▶ **ЗАДАНИЕ 1**
Оформите в виде JSON-списка строк ту часть записей, что начинается строкой с «Reviewer note: check that each instance of the fallen» и заканчивается строкой с «Target: fallen leaf», включая обе эти строки. Каждая строка записей идет отдельной строкой списка, пустые строки не включайте.

▶ **ФРАГМЕНТ ТЕКСТА**
++++++
Путешествие из Москвы в Петербург - Пушкин Александр Сергеевич 4 стр.


Мысль! великое слово! Что же и составляет величие человека, как не мысль? Да будет же она свободна, как должен быть свободен человек: в пределах закона, при полном соблюдении условий, налагаемых обществом.

«Мы в том и не спорим, — говорят противники цензуры. — Но книги, как и граждане, ответствуют за себя. Есть законы для тех и для других. К чему же предварительная цензура? Пускай книга сначала выйдет из типографии, и тогда, если найдете ее преступною, вы можете ее ловить, хватать и казнить, а сочинителя или издателя присудить к заключению и к положенному штрафу».

Но мысль уже стала гражданином, уже ответствует за себя, как скоро она родилась и выразилась. Разве речь и рукопись не подлежат закону? Всякое правительство вправе не позволять проповедовать на площадях, что кому в голову придет, и может остановить раздачу рукописи, хотя строки оной начертаны пером, а не тиснуты станком типографическим. Закон не только наказывает, но и предупреждает. Это даже его благодетельная сторона.
++++++
▶ **ЗАДАНИЕ 2**
Выведите целиком фрагмент о мысли и цензуре, ничего в нем не меняя.
++++++
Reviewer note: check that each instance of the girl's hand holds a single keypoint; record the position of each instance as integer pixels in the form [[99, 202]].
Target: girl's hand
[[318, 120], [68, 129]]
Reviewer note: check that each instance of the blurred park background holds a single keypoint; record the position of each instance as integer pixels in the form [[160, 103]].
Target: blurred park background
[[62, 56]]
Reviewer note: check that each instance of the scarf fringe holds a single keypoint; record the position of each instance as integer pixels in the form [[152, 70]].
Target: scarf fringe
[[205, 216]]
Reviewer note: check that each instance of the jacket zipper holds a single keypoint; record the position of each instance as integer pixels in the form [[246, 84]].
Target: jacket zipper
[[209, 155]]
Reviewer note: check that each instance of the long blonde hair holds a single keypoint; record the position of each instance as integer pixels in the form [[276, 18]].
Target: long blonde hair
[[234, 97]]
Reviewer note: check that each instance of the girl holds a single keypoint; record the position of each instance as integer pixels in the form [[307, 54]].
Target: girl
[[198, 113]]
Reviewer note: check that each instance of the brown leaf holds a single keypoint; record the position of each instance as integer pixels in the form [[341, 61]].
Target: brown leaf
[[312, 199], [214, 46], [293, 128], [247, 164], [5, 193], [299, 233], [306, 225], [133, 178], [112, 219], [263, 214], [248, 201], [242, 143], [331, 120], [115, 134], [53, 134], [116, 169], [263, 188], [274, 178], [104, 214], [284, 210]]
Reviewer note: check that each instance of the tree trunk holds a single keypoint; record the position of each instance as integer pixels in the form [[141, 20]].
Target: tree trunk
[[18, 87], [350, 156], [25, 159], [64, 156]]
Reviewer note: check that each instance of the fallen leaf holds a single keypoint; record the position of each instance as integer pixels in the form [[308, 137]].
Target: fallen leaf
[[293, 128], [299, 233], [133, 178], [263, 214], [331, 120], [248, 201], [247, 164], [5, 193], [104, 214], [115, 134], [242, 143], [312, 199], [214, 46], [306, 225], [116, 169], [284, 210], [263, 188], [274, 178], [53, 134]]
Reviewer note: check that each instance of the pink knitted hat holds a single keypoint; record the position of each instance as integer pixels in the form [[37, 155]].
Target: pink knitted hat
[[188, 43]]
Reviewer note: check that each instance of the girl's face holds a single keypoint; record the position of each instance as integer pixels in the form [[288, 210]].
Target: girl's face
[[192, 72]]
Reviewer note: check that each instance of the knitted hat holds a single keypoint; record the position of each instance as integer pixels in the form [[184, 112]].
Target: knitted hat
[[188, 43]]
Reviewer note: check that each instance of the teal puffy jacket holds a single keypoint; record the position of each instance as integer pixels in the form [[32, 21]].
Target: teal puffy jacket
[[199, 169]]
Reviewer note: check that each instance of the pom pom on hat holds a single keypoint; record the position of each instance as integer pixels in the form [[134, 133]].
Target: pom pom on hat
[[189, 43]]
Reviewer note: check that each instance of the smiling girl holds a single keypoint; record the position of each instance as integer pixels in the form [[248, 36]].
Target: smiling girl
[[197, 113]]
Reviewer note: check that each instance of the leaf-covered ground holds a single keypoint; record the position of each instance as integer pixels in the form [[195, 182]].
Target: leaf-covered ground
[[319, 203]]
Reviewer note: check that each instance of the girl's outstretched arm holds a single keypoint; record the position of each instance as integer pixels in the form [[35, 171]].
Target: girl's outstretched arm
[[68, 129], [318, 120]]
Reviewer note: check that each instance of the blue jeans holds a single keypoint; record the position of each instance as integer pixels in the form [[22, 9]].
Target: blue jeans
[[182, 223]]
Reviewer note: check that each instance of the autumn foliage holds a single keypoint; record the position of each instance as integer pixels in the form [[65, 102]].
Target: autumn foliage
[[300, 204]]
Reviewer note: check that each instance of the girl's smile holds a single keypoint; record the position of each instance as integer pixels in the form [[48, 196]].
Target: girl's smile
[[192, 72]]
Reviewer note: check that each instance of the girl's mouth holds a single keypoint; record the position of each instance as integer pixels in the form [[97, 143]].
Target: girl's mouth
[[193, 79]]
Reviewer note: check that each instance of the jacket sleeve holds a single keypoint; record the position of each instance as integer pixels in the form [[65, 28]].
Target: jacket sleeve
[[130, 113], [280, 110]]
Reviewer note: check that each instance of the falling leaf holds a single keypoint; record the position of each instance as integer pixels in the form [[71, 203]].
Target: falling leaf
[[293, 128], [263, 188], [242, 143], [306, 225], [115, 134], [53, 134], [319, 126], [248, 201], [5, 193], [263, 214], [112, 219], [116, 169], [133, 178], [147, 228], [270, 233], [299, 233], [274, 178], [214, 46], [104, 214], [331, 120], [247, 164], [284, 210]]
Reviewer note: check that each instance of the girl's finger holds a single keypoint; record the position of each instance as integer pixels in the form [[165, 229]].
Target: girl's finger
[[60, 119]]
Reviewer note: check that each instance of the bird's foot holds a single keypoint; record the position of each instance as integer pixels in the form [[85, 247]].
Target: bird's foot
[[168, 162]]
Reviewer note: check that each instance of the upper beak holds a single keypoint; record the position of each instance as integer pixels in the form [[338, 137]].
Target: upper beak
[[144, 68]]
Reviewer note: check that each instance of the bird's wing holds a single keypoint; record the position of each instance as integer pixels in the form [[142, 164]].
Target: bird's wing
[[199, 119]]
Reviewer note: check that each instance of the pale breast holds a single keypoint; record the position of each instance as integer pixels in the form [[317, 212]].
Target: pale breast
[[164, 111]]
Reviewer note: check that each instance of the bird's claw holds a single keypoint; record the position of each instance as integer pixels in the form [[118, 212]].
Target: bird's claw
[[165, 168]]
++++++
▶ **РЕШЕНИЕ 1**
[
  "Reviewer note: check that each instance of the fallen leaf holds a single keypoint; record the position of each instance as integer pixels in the form [[308, 137]].",
  "Target: fallen leaf"
]

▶ **РЕШЕНИЕ 2**
Путешествие из Москвы в Петербург - Пушкин Александр Сергеевич 4 стр.


Мысль! великое слово! Что же и составляет величие человека, как не мысль? Да будет же она свободна, как должен быть свободен человек: в пределах закона, при полном соблюдении условий, налагаемых обществом.

«Мы в том и не спорим, — говорят противники цензуры. — Но книги, как и граждане, ответствуют за себя. Есть законы для тех и для других. К чему же предварительная цензура? Пускай книга сначала выйдет из типографии, и тогда, если найдете ее преступною, вы можете ее ловить, хватать и казнить, а сочинителя или издателя присудить к заключению и к положенному штрафу».

Но мысль уже стала гражданином, уже ответствует за себя, как скоро она родилась и выразилась. Разве речь и рукопись не подлежат закону? Всякое правительство вправе не позволять проповедовать на площадях, что кому в голову придет, и может остановить раздачу рукописи, хотя строки оной начертаны пером, а не тиснуты станком типографическим. Закон не только наказывает, но и предупреждает. Это даже его благодетельная сторона.